Quote the records verbatim from the start through the line containing "M172 156L177 151L176", including both the first line and that line.

— Start of Exercise input —

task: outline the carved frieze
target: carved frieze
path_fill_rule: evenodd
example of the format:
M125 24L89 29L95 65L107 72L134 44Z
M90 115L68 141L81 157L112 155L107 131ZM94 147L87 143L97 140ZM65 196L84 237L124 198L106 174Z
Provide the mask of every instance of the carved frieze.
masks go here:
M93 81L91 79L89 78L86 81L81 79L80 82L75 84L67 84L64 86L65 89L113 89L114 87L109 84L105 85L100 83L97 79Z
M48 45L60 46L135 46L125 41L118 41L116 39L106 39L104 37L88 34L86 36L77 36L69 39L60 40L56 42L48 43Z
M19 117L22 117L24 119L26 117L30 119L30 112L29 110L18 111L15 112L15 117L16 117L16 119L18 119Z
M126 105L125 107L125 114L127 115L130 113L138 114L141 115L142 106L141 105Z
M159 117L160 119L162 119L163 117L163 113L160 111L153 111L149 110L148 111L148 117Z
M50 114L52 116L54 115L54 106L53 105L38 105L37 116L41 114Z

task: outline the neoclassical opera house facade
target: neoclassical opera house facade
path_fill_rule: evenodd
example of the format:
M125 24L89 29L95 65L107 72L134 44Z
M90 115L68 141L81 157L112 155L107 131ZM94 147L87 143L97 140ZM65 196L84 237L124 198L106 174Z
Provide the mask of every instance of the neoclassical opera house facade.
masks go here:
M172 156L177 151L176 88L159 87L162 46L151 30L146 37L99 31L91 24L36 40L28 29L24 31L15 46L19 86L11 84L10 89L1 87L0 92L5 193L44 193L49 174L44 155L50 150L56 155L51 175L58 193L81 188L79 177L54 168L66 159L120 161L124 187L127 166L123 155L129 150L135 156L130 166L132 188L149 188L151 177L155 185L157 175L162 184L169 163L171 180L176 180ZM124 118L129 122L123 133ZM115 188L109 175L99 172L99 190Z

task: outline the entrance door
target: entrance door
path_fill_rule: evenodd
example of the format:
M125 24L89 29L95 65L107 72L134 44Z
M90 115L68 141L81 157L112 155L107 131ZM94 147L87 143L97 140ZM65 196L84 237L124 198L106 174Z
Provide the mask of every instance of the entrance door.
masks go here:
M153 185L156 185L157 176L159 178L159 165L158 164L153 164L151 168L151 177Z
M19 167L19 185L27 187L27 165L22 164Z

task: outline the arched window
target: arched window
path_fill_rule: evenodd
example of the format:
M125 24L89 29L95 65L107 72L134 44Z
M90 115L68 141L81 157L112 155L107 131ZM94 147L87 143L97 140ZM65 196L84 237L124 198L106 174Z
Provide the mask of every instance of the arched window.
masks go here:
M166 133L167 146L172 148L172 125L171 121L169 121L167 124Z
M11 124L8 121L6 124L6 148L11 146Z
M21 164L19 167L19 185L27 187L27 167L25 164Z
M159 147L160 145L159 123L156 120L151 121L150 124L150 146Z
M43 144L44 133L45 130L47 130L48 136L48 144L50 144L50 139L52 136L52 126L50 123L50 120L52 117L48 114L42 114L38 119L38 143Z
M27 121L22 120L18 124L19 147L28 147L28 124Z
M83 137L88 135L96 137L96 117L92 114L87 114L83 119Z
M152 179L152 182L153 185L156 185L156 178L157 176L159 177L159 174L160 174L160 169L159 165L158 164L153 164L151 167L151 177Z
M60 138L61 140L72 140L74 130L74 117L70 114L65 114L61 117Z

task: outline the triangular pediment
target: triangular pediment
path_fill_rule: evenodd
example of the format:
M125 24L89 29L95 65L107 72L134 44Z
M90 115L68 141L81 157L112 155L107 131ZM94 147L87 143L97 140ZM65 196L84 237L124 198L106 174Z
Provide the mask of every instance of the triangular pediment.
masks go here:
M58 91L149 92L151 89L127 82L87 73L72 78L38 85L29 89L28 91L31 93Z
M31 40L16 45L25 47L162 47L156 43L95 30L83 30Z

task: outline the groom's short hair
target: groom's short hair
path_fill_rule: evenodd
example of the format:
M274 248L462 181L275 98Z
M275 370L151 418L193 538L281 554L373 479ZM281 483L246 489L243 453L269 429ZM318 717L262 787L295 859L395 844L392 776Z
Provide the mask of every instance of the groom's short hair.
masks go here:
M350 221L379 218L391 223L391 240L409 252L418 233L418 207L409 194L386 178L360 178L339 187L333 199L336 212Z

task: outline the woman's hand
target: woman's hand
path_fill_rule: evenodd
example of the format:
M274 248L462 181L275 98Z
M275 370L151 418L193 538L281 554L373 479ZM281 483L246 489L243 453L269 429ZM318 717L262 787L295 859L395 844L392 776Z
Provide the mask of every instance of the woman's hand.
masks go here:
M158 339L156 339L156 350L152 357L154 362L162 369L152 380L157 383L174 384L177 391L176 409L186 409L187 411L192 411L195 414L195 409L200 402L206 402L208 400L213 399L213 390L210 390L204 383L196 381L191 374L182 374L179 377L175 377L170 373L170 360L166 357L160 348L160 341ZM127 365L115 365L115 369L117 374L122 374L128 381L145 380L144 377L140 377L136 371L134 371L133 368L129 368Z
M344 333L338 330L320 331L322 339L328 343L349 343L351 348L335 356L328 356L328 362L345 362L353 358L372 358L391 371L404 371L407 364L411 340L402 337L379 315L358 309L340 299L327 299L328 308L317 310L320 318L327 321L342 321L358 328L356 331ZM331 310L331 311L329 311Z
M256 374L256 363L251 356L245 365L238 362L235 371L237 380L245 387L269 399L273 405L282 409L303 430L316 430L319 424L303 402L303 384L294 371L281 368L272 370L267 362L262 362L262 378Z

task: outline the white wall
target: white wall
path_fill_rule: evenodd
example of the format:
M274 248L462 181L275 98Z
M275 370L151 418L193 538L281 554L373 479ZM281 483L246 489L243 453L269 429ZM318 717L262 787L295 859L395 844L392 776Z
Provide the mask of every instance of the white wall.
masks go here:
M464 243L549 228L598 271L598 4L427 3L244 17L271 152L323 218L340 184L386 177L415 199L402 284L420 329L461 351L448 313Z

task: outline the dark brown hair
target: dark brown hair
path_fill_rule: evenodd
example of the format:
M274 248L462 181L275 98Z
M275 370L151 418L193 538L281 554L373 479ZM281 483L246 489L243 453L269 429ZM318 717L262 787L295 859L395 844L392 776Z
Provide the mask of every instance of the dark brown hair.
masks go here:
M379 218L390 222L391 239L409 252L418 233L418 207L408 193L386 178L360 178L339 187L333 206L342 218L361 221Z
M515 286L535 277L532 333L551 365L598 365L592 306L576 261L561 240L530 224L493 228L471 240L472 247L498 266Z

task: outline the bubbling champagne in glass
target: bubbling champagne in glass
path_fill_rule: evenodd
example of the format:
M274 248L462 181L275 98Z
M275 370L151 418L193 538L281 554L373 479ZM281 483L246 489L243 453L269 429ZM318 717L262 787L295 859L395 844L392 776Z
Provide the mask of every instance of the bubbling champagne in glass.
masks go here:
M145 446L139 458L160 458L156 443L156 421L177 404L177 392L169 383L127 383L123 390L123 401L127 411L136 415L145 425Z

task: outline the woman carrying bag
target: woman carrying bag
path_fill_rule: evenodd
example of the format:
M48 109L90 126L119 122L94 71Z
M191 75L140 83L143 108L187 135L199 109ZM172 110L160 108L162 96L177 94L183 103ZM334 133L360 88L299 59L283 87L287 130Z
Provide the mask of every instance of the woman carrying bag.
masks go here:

— End of Exercise input —

Worked answer:
task: outline the carved frieze
target: carved frieze
path_fill_rule: evenodd
example of the format:
M125 24L89 29L95 65L107 72L134 44Z
M90 115L68 141L81 157L112 155L107 131ZM94 147L87 143L97 140ZM65 196L84 237L124 198L106 174Z
Provide the mask of every instance of the carved frieze.
masks go here:
M93 81L91 79L89 78L86 81L81 79L80 82L75 84L67 84L64 86L65 89L113 89L114 87L109 84L105 85L100 83L97 79Z
M48 45L60 46L135 46L125 41L118 41L116 39L106 39L104 37L88 34L86 36L77 36L69 39L60 40L56 42L48 43Z
M19 117L22 117L24 119L26 117L30 119L30 112L29 110L18 111L15 112L15 117L16 117L16 119L18 119Z
M126 105L125 107L125 114L127 115L130 113L138 114L141 115L142 106L141 105Z
M159 117L160 119L162 119L163 117L163 113L160 111L153 111L149 110L148 111L148 117Z
M50 114L52 116L54 115L54 106L53 105L38 105L37 116L41 114Z

task: outline the neoclassical opera house facade
target: neoclassical opera house facade
path_fill_rule: evenodd
example of the format:
M125 24L89 29L95 65L107 72L134 44Z
M90 115L68 141L81 157L112 155L107 131ZM94 147L87 143L97 140ZM65 196L84 237L124 198L106 174Z
Provide the mask of every instance of the neoclassical opera house facade.
masks go here:
M172 156L177 151L176 88L159 87L162 46L151 30L146 37L99 31L91 24L36 40L28 29L24 31L15 46L19 86L11 84L10 89L1 87L0 92L5 193L44 193L49 174L44 155L50 150L56 155L51 175L58 193L81 188L79 177L54 168L66 159L120 161L124 187L127 166L123 155L129 150L135 156L130 166L132 188L149 188L151 177L155 185L157 175L162 184L169 163L171 180L176 180ZM124 118L129 122L123 133ZM115 188L109 175L99 172L99 190Z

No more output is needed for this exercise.